━━ RECORDS FOR THIS EXERCISE

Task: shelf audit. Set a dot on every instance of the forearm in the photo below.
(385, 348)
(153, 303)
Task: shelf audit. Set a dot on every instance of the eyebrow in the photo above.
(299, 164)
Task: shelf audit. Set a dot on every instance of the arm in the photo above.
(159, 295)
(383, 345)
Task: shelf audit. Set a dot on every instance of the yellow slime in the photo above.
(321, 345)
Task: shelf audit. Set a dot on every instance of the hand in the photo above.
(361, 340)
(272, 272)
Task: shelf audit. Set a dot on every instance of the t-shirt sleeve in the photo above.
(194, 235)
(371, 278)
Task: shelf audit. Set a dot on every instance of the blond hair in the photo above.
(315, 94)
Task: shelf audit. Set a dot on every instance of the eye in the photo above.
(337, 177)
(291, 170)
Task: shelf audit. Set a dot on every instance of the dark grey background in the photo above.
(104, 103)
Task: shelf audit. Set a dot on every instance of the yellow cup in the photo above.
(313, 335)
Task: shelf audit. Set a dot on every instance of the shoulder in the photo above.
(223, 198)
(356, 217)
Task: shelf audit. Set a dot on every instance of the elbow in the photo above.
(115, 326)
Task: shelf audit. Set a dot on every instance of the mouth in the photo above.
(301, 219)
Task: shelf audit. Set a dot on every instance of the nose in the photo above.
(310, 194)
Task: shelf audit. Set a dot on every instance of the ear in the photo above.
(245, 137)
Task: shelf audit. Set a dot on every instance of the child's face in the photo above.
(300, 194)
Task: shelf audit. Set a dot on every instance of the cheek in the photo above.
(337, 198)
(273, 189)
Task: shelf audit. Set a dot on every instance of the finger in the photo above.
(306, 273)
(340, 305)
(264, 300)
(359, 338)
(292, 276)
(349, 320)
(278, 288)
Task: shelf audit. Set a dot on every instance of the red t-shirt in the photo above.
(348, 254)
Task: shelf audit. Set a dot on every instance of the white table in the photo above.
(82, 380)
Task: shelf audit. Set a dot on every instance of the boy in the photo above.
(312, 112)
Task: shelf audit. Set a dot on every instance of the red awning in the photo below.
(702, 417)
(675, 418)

━━━━

* **GIVEN REQUEST**
Return the listing above in full, character for character.

* **THE RESPONSE**
Task: shelf audit. Set a dot on every instance of the forearm in the photo below.
(385, 348)
(153, 303)
Task: shelf audit. Set a dot on every instance of the eyebrow in the photo above.
(299, 164)
Task: shelf audit. Set a dot on every instance of the arm in the photo above.
(159, 295)
(383, 345)
Task: shelf audit. Set a dot on every instance of the yellow slime in the photo above.
(321, 345)
Task: shelf audit. Set a dot on every instance of the hand in the photo above.
(361, 340)
(272, 272)
Task: shelf audit. Set a dot on every instance of the t-shirt sleeve in the photo above.
(194, 235)
(371, 278)
Task: shelf audit. Set a dot on every instance of the blond hair in the photo above.
(315, 94)
Task: shelf audit. Set a dot on every instance of the eye in the photo above.
(337, 177)
(291, 170)
Task: shelf audit. Set a dot on every instance of the dark grey background in the photo above.
(104, 103)
Task: shelf audit. Set a dot on every instance of the yellow cup in the photo above.
(313, 335)
Task: shelf audit. Set a dot on every instance of the shoulder in the photo above.
(223, 198)
(356, 217)
Task: shelf audit. Set a dot on every instance of the elbow in the photo above.
(115, 326)
Task: shelf audit. Set a dot on every instance of the mouth in the photo above.
(301, 219)
Task: shelf audit. Set a dot on every instance of the nose in the photo above.
(310, 194)
Task: shelf audit. Set a dot on every instance of the ear in the photo above.
(245, 137)
Task: shelf audit. Set a dot on every instance of the child's face in the photo above.
(300, 194)
Task: shelf audit. Set a dot on every instance of the cheek in the photo above.
(337, 198)
(273, 189)
Task: shelf audit. Set a dot on every instance of the finger in the photo above.
(306, 273)
(340, 305)
(264, 300)
(359, 338)
(292, 276)
(349, 320)
(278, 288)
Task: shelf audit. Set a dot on every instance of the red t-shirt in the photo above.
(348, 254)
Task: shelf audit. Set a dot on every instance of the white table in the photo above.
(82, 380)
Task: shelf audit. Set a dot on every instance of the boy in the photo above.
(312, 112)
Task: shelf audit. Set a dot on every instance of the red awning in the photo below.
(702, 417)
(675, 418)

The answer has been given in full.